▶ **CONSEGNA 1**
Elenca tutti i verbi all'infinito che compaiono nel brano sulla clausola generale dell'art. 2598 c.c., nell'ordine in cui si presentano.
▶ **CONSEGNA 2**
Per favore, prosegui il brano sulla clausola generale dell'art. 2598 c.c. dopo la sua ultima frase.

La clausola generale contenuta nell’art. 2598 n°3 c.c. sanziona, come si diceva, tutti gli atti “non conformi ai principi della correttezza professionale idonei a danneggiare l’altrui azienda” e pone il problema della sua “concretizzazione” con criteri di maggior specificità.
E’ illusorio cercare di raggiungere parametri di specificazione della categoria, tenendo conto del resto che ciò tradirebbe la sua principale funzione di consentire all’interprete di valutare i comportamenti dell’imprenditore alla luce dell’evoluzione dei rapporti economici e degli affari.

▶ **VOCI DEL DATASET**
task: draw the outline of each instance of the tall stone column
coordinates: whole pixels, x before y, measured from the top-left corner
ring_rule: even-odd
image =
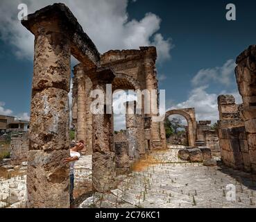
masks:
[[[131,162],[139,158],[138,128],[136,119],[136,101],[124,103],[126,108],[126,135],[129,143],[129,157]]]
[[[85,80],[82,70],[77,71],[76,79],[78,85],[77,139],[83,139],[85,142]]]
[[[157,89],[157,83],[156,79],[156,71],[155,71],[155,60],[156,60],[156,49],[155,47],[148,47],[145,49],[145,58],[144,58],[144,71],[145,71],[145,78],[146,78],[146,89],[148,89],[151,94],[152,90]],[[151,113],[147,114],[151,117],[157,116],[157,114],[153,113],[152,110],[152,104],[158,108],[157,98],[145,99],[147,104],[151,104]],[[152,118],[151,128],[151,144],[154,148],[162,148],[162,143],[160,139],[160,123],[155,122]]]
[[[161,142],[162,144],[162,148],[166,149],[167,148],[167,135],[165,133],[165,127],[164,127],[164,121],[161,121],[160,123],[160,138],[161,138]]]
[[[144,118],[142,114],[136,114],[136,121],[138,133],[138,150],[139,156],[144,157],[146,154],[146,144],[145,144],[145,132],[144,132]]]
[[[247,134],[251,169],[256,172],[256,45],[237,58],[236,77],[243,98],[241,110]]]
[[[40,19],[23,24],[35,35],[27,206],[69,207],[70,40],[61,21]]]
[[[105,95],[106,84],[112,83],[114,78],[112,70],[101,69],[92,76],[93,89],[100,89]],[[112,114],[106,114],[106,105],[104,110],[103,114],[92,114],[92,185],[96,191],[101,193],[116,187],[113,117]]]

▶ **RISPOSTA SCRITTA 1**
danneggiare, cercare, raggiungere, consentire, valutare

▶ **RISPOSTA SCRITTA 2**
Conviene, piuttosto, rammentare sinteticamente alcuni dei principali atti di concorrenza sleale che la giurisprudenza ha sanzionato utilizzando il canone della correttezza professionale:
- lo storno dei dipendenti e dei collaboratori di un’impresa da parte di un concorrente, quando ciò avvenga con mezzi scorretti e per ledere deliberatamente un altro imprenditore;
- il dumping, consistente nel praticare prezzi di vendita sotto costo al fine di espellere il concorrente dal mercato;
- il boicottaggio, consistente nel rifiuto di contrattare con altri imprenditori anche qui al fine di espellerli dal mercato;
- la pubblicità ingannevole o menzognera;
- la violazione di altrui legittime esclusive contrattuali, ove avvenga con modalità scorrette;
- la c.d. concorrenza parassitaria che consiste nello sfruttare a proprio vantaggio gli investimenti che altra impresa ha compiuto nella programmazione e nelle scelte di mercato, seguendone appunto parassitariamente le mosse.